## Prompt
In the records below, find the line with "Target: storefront" and the line with "Target: face". Print both exactly, along with every line between them, and no other line.

Records from a dataset
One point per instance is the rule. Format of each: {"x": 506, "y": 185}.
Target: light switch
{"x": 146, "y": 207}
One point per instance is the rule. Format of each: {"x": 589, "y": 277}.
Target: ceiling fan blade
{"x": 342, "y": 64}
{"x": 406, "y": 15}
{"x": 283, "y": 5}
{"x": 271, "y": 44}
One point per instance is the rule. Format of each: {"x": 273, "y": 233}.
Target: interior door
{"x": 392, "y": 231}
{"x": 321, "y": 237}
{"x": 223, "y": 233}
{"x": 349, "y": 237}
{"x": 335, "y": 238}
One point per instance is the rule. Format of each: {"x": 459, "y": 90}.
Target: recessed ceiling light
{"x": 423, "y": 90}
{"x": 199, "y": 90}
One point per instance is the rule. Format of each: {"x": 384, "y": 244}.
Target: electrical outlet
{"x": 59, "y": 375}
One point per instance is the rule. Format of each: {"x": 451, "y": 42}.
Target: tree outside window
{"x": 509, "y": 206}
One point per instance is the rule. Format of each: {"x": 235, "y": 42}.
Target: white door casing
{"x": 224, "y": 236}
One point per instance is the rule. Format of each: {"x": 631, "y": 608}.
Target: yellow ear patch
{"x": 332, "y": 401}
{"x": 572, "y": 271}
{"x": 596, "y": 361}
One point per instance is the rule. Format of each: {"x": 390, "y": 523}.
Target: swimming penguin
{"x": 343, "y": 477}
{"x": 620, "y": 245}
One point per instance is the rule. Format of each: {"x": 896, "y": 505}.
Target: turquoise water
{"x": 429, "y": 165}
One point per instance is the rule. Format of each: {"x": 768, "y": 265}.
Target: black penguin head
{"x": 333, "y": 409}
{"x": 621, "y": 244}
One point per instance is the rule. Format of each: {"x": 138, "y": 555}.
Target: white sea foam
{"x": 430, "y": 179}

==

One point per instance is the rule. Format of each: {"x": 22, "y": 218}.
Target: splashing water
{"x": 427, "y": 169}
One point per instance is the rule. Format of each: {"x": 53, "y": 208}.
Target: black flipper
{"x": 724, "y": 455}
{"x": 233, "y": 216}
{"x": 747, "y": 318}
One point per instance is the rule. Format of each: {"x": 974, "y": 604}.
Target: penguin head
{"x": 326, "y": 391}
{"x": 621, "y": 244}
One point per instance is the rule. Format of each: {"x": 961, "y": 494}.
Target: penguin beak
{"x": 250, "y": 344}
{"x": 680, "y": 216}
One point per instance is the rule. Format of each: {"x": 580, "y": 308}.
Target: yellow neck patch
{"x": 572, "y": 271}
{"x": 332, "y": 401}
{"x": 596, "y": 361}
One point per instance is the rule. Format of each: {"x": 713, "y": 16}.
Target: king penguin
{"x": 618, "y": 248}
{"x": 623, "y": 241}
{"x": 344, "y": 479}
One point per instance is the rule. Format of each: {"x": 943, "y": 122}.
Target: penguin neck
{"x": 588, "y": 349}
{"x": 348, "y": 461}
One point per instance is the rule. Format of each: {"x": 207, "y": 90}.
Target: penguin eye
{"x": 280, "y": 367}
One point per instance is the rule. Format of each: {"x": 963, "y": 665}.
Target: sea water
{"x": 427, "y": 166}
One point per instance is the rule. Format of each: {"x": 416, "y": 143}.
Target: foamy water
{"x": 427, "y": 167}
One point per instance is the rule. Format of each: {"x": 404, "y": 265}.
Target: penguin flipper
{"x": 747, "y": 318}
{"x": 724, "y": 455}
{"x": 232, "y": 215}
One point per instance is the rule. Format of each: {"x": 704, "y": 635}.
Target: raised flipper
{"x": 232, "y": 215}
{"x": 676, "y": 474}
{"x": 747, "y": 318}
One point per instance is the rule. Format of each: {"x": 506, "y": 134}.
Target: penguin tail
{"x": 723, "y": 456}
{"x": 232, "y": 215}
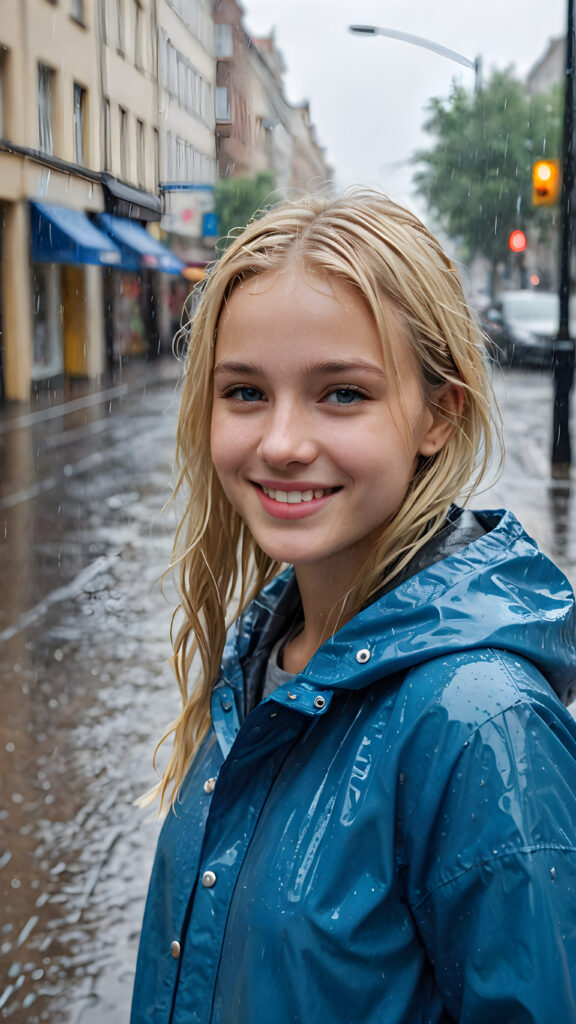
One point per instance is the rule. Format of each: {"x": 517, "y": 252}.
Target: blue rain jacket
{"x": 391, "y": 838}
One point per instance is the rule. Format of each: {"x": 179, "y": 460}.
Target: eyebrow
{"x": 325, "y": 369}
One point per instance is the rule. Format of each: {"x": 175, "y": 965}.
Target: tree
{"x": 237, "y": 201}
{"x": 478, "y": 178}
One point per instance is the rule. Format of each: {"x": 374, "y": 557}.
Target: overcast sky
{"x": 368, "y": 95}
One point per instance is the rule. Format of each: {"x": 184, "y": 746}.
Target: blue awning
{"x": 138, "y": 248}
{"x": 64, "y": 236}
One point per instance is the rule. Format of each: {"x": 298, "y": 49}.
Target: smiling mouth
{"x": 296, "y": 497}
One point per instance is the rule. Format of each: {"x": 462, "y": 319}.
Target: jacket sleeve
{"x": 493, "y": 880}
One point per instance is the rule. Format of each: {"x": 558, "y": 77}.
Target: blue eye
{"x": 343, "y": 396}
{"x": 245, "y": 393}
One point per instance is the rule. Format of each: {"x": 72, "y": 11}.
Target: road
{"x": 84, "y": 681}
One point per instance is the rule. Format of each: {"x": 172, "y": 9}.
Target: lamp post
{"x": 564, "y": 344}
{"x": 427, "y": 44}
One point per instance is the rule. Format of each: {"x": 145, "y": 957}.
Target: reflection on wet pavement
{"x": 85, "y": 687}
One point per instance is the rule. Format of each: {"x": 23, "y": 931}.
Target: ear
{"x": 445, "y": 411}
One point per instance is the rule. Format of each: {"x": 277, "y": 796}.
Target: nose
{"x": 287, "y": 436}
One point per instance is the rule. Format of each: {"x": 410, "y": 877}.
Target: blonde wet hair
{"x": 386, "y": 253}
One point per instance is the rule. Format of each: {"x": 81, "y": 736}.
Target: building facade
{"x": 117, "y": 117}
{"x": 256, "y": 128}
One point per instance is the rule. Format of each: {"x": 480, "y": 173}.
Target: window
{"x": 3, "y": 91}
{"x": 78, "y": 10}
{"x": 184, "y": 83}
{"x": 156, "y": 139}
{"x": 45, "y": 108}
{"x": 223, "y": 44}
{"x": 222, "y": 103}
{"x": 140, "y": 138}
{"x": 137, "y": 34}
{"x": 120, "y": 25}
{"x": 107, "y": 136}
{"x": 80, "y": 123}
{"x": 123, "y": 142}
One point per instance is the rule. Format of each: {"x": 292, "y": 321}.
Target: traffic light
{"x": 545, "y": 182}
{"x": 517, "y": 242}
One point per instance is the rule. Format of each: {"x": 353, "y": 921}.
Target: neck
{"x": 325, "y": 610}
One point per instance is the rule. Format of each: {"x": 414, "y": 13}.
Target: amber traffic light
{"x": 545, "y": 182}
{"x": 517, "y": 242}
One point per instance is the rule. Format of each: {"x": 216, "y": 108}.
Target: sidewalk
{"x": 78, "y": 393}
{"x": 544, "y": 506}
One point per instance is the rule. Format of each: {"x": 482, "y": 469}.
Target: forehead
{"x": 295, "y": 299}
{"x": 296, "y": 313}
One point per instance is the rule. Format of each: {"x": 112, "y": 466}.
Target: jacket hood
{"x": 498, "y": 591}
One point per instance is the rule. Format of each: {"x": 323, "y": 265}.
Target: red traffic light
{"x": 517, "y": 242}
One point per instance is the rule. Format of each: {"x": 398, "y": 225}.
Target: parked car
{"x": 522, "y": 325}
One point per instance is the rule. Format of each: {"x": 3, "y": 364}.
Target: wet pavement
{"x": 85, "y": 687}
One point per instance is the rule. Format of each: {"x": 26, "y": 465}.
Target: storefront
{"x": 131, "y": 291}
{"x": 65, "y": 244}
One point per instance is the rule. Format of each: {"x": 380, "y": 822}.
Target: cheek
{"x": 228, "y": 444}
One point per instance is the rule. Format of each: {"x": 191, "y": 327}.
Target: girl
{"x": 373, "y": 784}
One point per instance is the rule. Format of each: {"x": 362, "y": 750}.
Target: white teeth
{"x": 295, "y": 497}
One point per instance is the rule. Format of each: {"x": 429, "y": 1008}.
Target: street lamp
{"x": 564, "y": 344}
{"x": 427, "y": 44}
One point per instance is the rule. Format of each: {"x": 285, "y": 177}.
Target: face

## Result
Target: storefront
{"x": 131, "y": 291}
{"x": 65, "y": 244}
One point per instance is the rule. Format of each: {"x": 380, "y": 822}.
Target: cheek
{"x": 228, "y": 444}
One point per instance is the rule. Format of each: {"x": 191, "y": 327}.
Target: girl
{"x": 373, "y": 784}
One point per instance is the rule. Format of each: {"x": 362, "y": 750}.
Target: white teeth
{"x": 295, "y": 497}
One point per instance is the rule. Format of each: {"x": 429, "y": 1008}.
Target: street lamp
{"x": 564, "y": 344}
{"x": 427, "y": 44}
One point per instance is the rule. Format of each: {"x": 285, "y": 177}.
Target: face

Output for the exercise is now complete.